When Grandparents Lived Next Door
When I was growing up, I didn’t need technology to connect with my grandparents. I didn’t need screens or apps or even the telephone. My family all lived within a mile or two of each other. My Papou and Yiaya were just down the road, and my parents lived right next door. If I wanted a cookie, a hug, or to hear a story, I only had to walk across the yard.
That was my childhood: close, constant, woven together.
My son’s childhood looks very different.
He never met his paternal grandparents. He’ll never know the smell of my Papou’s cigar smoke curling through the kitchen or hear him correct a broker’s math mistake with a grin because he’d already calculated the commission in his head. He’ll never taste my Yiaya’s warm cookies straight out of the oven or see my other Yiaya slip quietly into her pew, rosary in hand, first to arrive at church and last to leave. Those memories live in me, but not in him.
What he did have was his maternal grandmother his Yiaya Becky. She moved across the country to Philadelphia almost a decade ago, just to be near her grandson. She baked with him, played with him, cheered for him. And then, in November 2024, we lost her suddenly to two aggressive cancers and a blood disorder. One day she was here, and then she was gone.
Now my son has two grandparents left who are alive and well his Grandpa and step-grandmother. But they live in California. They visit twice a year, and those visits are wonderful, but they aren’t enough. Not compared to what I had as a kid.
And this is where technology, the thing I never needed, becomes a lifeline for him.
Zoom storytime – Why It Works (Even If It’s Not Perfect)

Work instruction 1 » In the essay about grandparents, condense the paragraph that begins "What he did have was" into a short bulleted list that keeps its main facts.
Work instruction 2 » Pick up the essay about grandparents after its final heading and write the section that comes next.

Data for analysis »

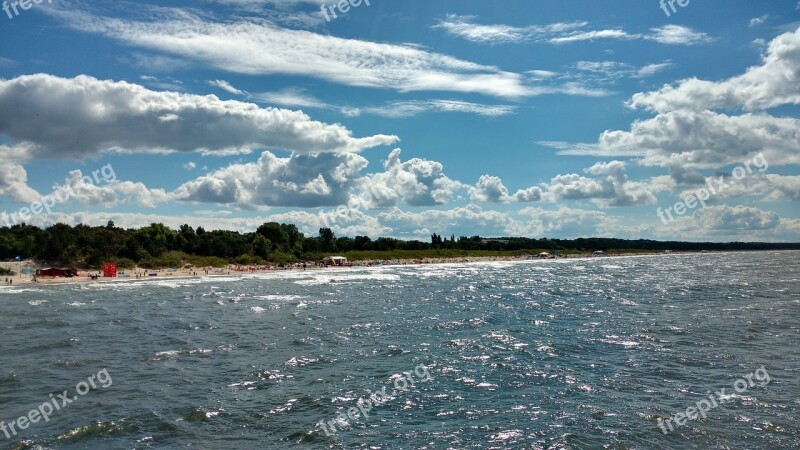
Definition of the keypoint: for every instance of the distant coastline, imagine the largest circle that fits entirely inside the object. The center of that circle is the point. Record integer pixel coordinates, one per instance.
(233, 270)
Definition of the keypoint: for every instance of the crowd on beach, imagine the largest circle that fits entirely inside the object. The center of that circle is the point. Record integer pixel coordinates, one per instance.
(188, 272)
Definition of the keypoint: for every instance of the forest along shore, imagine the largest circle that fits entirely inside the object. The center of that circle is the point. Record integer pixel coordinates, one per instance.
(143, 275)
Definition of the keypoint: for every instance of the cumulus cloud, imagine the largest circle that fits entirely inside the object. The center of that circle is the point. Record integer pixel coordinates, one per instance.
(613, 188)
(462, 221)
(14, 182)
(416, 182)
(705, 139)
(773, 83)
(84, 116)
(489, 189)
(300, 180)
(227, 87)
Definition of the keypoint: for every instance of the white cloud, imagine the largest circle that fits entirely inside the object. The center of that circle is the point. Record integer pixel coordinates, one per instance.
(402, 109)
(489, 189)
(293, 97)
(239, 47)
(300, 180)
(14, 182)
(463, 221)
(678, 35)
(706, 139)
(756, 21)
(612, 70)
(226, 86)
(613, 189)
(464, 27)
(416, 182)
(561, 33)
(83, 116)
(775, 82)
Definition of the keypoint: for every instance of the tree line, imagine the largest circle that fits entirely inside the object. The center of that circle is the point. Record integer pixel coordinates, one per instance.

--

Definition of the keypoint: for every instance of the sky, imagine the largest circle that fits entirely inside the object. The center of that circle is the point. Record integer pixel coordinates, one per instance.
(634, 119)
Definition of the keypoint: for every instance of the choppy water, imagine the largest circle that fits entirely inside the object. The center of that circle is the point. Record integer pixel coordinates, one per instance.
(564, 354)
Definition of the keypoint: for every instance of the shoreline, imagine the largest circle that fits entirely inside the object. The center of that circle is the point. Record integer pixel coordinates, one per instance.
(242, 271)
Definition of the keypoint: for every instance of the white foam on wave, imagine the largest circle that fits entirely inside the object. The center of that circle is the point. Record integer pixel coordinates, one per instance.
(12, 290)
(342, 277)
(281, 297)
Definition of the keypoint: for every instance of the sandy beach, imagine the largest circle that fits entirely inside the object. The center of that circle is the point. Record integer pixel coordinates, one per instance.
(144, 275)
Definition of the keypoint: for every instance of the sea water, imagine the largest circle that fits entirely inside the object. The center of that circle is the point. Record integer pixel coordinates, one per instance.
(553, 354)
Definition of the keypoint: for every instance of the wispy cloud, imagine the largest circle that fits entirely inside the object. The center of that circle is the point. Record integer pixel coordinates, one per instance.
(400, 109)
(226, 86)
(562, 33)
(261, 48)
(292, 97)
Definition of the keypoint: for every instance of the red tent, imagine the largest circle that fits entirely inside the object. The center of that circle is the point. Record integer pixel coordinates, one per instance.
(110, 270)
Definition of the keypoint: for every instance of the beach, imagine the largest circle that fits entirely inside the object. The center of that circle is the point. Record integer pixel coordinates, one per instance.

...

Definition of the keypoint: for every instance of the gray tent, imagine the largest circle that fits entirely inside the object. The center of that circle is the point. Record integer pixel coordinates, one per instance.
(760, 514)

Exercise result 1 »
- The son's maternal grandmother was his Yiaya Becky.
- Almost a decade ago, she moved across the country to Philadelphia to be near her grandson.
- She baked with him, played with him, and cheered for him.
- In November 2024, she died suddenly of two aggressive cancers and a blood disorder.

Exercise result 2 »
Not because it replaces sitting shoulder to shoulder with a grandparent, but because it gives him a bridge to what geography has taken away. When his Grandpa reads to him over Zoom, it’s not just about the book. It’s about routine. It’s about knowing that even from three time zones away his grandparents can still be part of his bedtime, still be a voice he knows as well as his own.
I picture him leaning toward the screen, waiting for Grandpa to use a funny voice, or for his Grandmom to pause and ask him, “What do you think happens next?” It’s not the same as the world I grew up in, where grandparents were always a short walk away. But it’s still connection. It’s still memory in the making.
I think about how much I took for granted, having family so close. And I think about my son, who deserves to feel the same kind of closeness, even if it looks different.
That’s why I believe every grandparent should try Zoom storytime. Because whether you’re across the street or across the country, what matters isn’t the medium…it’s the presence. The sound of your voice, the rhythm of your reading, the ritual of showing up week after week.
One day, those are the things a child will remember most.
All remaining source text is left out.